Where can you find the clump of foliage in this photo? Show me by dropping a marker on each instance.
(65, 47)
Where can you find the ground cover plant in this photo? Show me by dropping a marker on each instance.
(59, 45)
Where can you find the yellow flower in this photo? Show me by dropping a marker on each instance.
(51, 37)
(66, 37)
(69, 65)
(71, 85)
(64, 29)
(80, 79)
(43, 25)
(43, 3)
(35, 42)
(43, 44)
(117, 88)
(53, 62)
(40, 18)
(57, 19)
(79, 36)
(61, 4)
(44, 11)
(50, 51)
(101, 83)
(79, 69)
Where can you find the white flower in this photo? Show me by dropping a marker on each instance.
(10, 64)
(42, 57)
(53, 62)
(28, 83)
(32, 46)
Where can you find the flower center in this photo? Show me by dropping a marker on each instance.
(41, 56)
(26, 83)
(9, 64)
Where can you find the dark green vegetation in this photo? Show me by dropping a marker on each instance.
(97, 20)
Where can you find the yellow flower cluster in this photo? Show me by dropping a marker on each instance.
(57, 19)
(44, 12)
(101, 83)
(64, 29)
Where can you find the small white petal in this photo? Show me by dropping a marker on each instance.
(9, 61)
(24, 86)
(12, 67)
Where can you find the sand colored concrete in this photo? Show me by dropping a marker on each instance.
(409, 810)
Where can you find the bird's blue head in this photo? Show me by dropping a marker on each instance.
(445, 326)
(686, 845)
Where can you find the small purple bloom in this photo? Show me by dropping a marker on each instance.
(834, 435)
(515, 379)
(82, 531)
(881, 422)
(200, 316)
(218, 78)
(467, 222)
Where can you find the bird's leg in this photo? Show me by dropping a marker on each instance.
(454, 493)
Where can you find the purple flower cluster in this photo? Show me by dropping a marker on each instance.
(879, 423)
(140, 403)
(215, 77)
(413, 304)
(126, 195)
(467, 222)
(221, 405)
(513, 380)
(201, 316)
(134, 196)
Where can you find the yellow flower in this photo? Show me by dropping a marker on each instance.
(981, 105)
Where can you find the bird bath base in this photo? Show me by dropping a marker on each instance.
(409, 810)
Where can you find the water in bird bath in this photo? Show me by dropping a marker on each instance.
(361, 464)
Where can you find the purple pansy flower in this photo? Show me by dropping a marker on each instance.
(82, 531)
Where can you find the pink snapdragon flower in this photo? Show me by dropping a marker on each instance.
━━━━━━━━━━━━━━━━━━━━
Rewrite all the rows above, replacing each occurrence of "dropping a marker" with "placing a pin" and leaving everything else unchanged.

→ **Full answer**:
Where can you find the clump of foliage in this photo? Show me by placing a pin on each instance.
(65, 47)
Where can you find the ground cover plant in this photo? Show me by placing a pin on each instance.
(59, 45)
Where can you find the yellow flower in this photo? Show me by placing a pin on each instance.
(51, 37)
(66, 37)
(69, 65)
(71, 85)
(64, 29)
(80, 79)
(43, 25)
(43, 3)
(35, 42)
(43, 44)
(117, 88)
(53, 62)
(40, 18)
(57, 19)
(79, 36)
(61, 4)
(44, 11)
(50, 51)
(101, 83)
(79, 69)
Where can you find the white flower in this photo? Show me by placing a pin on each instance.
(10, 64)
(42, 57)
(53, 62)
(28, 83)
(32, 46)
Where can you find the flower center in this photo? Show me by placing a pin on each instance.
(41, 56)
(26, 83)
(9, 64)
Where can you find the dark green vegetation in this photo? Show me by placing a pin on each instance.
(97, 20)
Where can you find the yellow flower cluster in this photo? Show me by placing a pin on each instance.
(57, 19)
(44, 12)
(101, 83)
(64, 29)
Where can you find the small white petal in this photo? Show me by placing a pin on each instance.
(9, 61)
(24, 86)
(12, 67)
Where can you find the sand colored concrete in this photo? Show me by placing a pin on each instance.
(409, 810)
Where can you find the bird's blue head in this photo? Show me by placing a pin on each instance.
(445, 326)
(686, 845)
Where can you find the small purple bloom in this photo? Show me by placing a pin on each instance.
(834, 435)
(515, 379)
(82, 531)
(881, 422)
(200, 316)
(218, 78)
(467, 222)
Where can you find the bird's leg in this photo? Show me by placing a pin on each instance.
(454, 493)
Where can you find the purple flower cluster in this photo? Show me by placing a pin on each instance.
(879, 423)
(140, 403)
(215, 77)
(413, 304)
(126, 195)
(467, 222)
(221, 405)
(513, 380)
(201, 316)
(134, 196)
Where can you find the yellow flower in this photo? Show me by placing a pin on each instance.
(981, 105)
Where can you find the bird bath base in this photo? Show me by placing a pin on each instance.
(409, 810)
Where can you find the water in bird bath in this photo? Show me by placing a pin on each instance.
(361, 464)
Where can you find the purple pansy flower in this photo? Show me by placing a pin on each instance.
(82, 531)
Where can you find the pink snapdragon flower in this photo? Show me by placing a pin on each instance.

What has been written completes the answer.